### Stored data
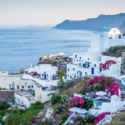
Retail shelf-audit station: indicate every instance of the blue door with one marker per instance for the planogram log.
(100, 69)
(88, 64)
(92, 71)
(26, 86)
(13, 86)
(80, 74)
(44, 76)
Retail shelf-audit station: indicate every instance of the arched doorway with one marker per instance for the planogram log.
(13, 86)
(26, 87)
(79, 74)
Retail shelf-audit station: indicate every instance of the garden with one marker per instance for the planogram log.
(20, 116)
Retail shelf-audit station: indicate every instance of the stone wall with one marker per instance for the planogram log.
(4, 95)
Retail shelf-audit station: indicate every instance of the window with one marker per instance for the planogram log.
(17, 86)
(79, 64)
(9, 85)
(107, 66)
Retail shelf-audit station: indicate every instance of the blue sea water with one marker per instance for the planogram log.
(21, 46)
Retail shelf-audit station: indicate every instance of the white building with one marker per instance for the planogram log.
(105, 38)
(93, 62)
(46, 74)
(46, 71)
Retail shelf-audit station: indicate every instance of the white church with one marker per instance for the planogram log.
(93, 62)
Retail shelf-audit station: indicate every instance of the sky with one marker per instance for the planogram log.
(52, 12)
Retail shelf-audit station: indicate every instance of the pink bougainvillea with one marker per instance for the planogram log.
(100, 117)
(106, 83)
(35, 73)
(76, 102)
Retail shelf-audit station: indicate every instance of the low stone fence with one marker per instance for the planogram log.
(5, 95)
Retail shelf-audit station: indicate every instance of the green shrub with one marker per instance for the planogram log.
(4, 105)
(63, 99)
(83, 93)
(33, 110)
(65, 58)
(63, 119)
(88, 104)
(55, 99)
(13, 119)
(39, 123)
(18, 111)
(56, 109)
(118, 119)
(26, 122)
(61, 73)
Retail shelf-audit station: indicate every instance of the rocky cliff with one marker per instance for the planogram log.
(94, 23)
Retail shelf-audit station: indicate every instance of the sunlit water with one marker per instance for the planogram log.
(22, 46)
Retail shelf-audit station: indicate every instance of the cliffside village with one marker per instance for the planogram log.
(36, 83)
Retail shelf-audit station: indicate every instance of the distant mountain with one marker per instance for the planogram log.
(122, 28)
(94, 23)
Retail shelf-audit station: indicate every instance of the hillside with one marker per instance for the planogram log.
(122, 28)
(94, 23)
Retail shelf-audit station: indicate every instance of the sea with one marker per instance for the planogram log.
(21, 46)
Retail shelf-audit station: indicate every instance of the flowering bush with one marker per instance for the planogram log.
(87, 120)
(100, 117)
(81, 102)
(79, 121)
(104, 83)
(35, 73)
(76, 102)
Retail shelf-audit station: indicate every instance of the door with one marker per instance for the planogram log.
(26, 87)
(92, 71)
(13, 86)
(44, 76)
(100, 69)
(80, 74)
(88, 64)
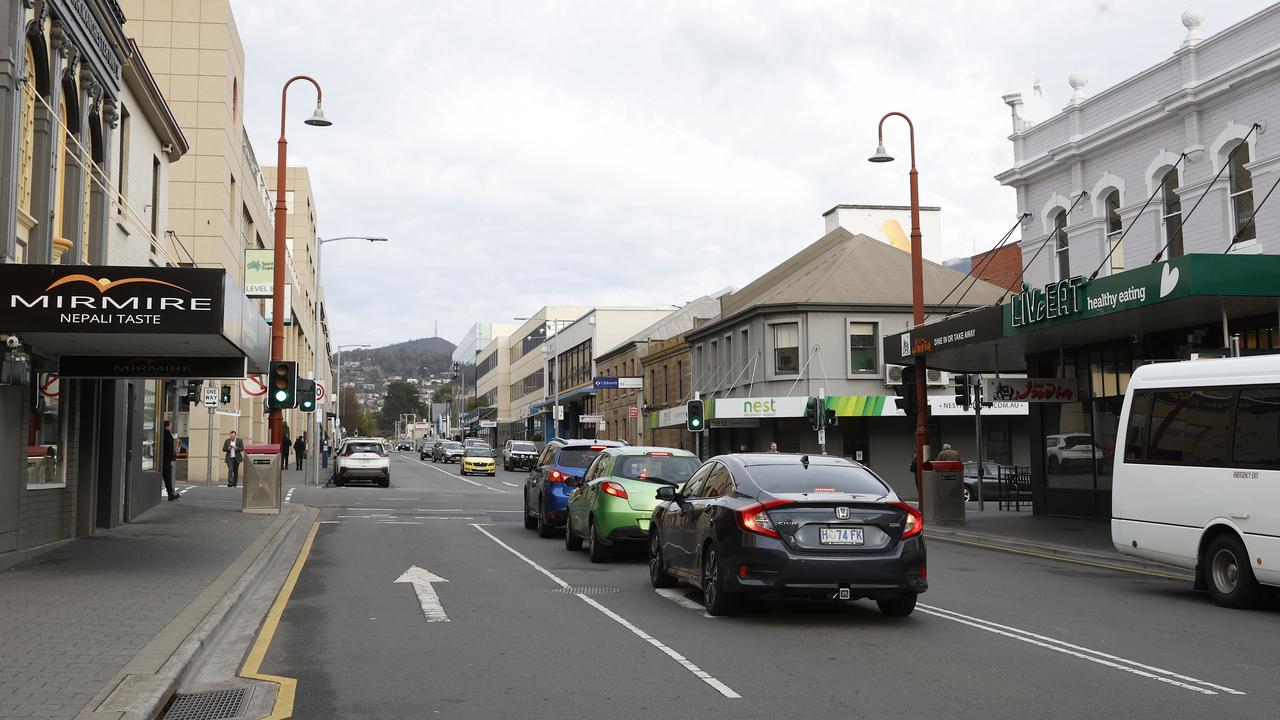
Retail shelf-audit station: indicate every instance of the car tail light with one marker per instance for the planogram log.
(914, 523)
(754, 518)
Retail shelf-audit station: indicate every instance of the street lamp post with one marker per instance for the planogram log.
(922, 408)
(318, 343)
(282, 169)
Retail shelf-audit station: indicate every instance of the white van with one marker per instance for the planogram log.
(1197, 473)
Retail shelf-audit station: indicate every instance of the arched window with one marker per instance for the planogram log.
(1171, 214)
(1115, 228)
(1061, 246)
(1242, 195)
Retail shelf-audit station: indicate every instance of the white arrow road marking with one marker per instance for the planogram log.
(426, 597)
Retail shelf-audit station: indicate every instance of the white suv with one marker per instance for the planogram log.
(362, 458)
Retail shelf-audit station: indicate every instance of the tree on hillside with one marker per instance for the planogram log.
(401, 399)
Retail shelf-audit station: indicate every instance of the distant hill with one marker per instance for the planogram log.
(410, 359)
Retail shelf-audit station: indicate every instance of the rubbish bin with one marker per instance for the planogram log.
(944, 492)
(261, 479)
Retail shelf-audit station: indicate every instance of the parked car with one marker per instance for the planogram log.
(519, 455)
(545, 491)
(613, 501)
(1070, 450)
(787, 524)
(478, 460)
(447, 451)
(991, 472)
(362, 458)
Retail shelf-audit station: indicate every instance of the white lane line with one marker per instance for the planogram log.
(1112, 661)
(456, 477)
(695, 670)
(679, 597)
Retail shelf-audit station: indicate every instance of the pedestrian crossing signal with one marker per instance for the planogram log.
(306, 395)
(695, 423)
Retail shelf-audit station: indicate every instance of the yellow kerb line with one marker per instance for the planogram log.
(1059, 557)
(254, 662)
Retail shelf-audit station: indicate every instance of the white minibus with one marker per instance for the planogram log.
(1197, 473)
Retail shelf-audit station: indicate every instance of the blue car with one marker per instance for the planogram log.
(545, 491)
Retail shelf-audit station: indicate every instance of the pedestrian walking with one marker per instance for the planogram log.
(168, 455)
(300, 450)
(946, 454)
(233, 454)
(286, 443)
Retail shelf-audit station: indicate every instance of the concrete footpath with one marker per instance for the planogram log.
(1074, 540)
(103, 627)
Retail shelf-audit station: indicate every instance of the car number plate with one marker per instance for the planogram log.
(840, 536)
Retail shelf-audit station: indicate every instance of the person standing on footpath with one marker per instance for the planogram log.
(286, 443)
(168, 455)
(300, 450)
(233, 452)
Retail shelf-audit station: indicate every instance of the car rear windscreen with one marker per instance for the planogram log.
(577, 456)
(671, 469)
(781, 479)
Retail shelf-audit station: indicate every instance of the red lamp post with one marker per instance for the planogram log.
(318, 119)
(922, 405)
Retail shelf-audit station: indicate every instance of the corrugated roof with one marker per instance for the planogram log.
(853, 269)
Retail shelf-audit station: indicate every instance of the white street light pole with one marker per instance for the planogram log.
(312, 425)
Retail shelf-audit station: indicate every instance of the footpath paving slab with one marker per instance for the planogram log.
(78, 615)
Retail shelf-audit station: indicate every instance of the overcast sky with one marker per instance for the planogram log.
(530, 153)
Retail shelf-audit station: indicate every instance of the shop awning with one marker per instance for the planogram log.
(1192, 290)
(135, 322)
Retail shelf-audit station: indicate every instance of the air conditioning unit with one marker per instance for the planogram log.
(894, 376)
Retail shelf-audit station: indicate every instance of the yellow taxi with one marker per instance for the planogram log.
(478, 460)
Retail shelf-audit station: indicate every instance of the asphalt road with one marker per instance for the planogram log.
(997, 636)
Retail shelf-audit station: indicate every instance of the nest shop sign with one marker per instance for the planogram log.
(1055, 300)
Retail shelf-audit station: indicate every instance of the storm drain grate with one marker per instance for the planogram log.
(588, 589)
(213, 705)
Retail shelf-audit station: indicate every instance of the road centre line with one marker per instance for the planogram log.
(1112, 661)
(455, 477)
(695, 670)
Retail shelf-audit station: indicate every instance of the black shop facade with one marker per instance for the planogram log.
(94, 360)
(1070, 347)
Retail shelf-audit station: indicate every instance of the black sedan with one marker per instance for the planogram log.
(787, 524)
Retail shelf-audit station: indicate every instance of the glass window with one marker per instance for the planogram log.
(863, 358)
(1171, 214)
(1257, 428)
(46, 461)
(1115, 228)
(1242, 194)
(795, 478)
(694, 487)
(1136, 432)
(1061, 246)
(786, 349)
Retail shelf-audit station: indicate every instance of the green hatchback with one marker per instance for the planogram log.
(612, 502)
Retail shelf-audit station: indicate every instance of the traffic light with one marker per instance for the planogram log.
(963, 396)
(306, 395)
(283, 386)
(695, 423)
(810, 413)
(905, 399)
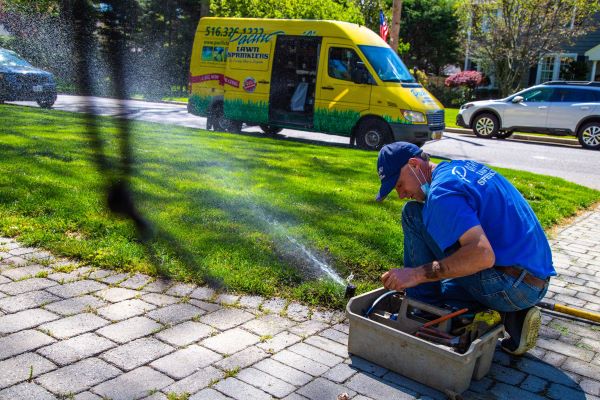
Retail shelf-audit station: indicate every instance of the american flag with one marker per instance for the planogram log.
(383, 28)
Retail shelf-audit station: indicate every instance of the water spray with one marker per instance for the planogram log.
(350, 287)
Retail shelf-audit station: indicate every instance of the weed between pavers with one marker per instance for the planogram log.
(213, 382)
(46, 331)
(264, 338)
(560, 328)
(180, 396)
(584, 346)
(230, 373)
(65, 268)
(89, 309)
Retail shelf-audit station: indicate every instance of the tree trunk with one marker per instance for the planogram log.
(395, 31)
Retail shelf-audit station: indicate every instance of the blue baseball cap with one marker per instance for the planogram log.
(392, 157)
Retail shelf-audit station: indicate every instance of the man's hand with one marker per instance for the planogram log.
(400, 278)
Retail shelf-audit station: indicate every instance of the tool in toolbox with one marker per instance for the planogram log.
(382, 327)
(463, 336)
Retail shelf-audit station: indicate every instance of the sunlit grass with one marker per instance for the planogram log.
(225, 205)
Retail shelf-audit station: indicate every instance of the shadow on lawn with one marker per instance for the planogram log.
(509, 378)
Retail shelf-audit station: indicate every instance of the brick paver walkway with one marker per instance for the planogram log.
(85, 333)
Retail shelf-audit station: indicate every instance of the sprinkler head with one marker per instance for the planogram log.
(350, 291)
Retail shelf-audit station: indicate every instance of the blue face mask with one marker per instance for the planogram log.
(425, 185)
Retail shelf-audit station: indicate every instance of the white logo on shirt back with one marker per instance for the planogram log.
(460, 172)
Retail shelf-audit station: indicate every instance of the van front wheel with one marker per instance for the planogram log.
(372, 134)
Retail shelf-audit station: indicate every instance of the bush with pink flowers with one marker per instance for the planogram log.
(470, 79)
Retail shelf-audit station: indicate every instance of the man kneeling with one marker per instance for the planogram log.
(470, 239)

### HOW TO COMPLETE THIS TASK
Return, word for word, the lines from the one containing "Retail shelf-audit station: indicate every instance of the brick" through the end of the data above, both ends included, and nothing else.

### SOLUTION
Retail shelf-audit station: indicate every instance of the brick paver walkway with one marker per instance for the planogram log.
(85, 333)
Retail shelf-audit station: indicate every instance of the sprinkler head with one marker per instance for the planogram log.
(350, 291)
Retail shelf-audit station: indicate every instance of the blue face mask with one marker per instance for the planogram log.
(425, 185)
Retail shelf-audit station: indicate every instance of the white logo on shirt back with one marker per instance for the planogram log.
(460, 172)
Retail shelf-audit station: indicate every instance of the van front wheel with one marker per instance for the planogram log.
(372, 134)
Retail shelf-audit station: indicate every instance of the bush with pink flowers with one marker per instance for the planogram log.
(470, 79)
Retail shelf-audit station: indicate every instance of the man kneeling with one marker per instance for the planogram log.
(470, 239)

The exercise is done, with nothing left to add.